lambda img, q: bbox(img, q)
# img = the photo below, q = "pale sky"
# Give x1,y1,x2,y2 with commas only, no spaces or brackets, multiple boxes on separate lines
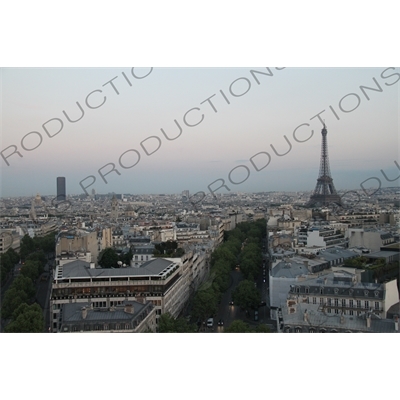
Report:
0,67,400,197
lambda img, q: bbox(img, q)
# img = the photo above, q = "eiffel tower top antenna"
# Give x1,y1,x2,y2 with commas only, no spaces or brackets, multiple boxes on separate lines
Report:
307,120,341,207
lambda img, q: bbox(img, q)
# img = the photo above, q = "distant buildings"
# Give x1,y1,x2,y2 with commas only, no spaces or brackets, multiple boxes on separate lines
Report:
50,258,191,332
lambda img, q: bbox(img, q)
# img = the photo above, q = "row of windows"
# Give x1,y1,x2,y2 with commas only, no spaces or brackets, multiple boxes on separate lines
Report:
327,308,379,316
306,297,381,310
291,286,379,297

:::::

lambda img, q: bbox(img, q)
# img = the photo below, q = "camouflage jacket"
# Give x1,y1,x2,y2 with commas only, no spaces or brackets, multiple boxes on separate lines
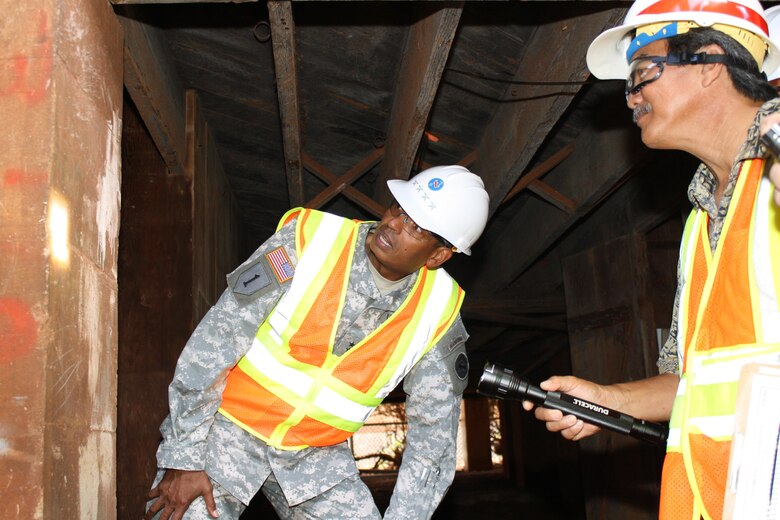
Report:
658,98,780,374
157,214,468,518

:::::

Problem statement – Pick out every line in the entries above that contains the string "below", and copy each one.

Correct response –
# img = the photo below, q = "pale sky"
# img = the photo below, q = "camouflage jacket"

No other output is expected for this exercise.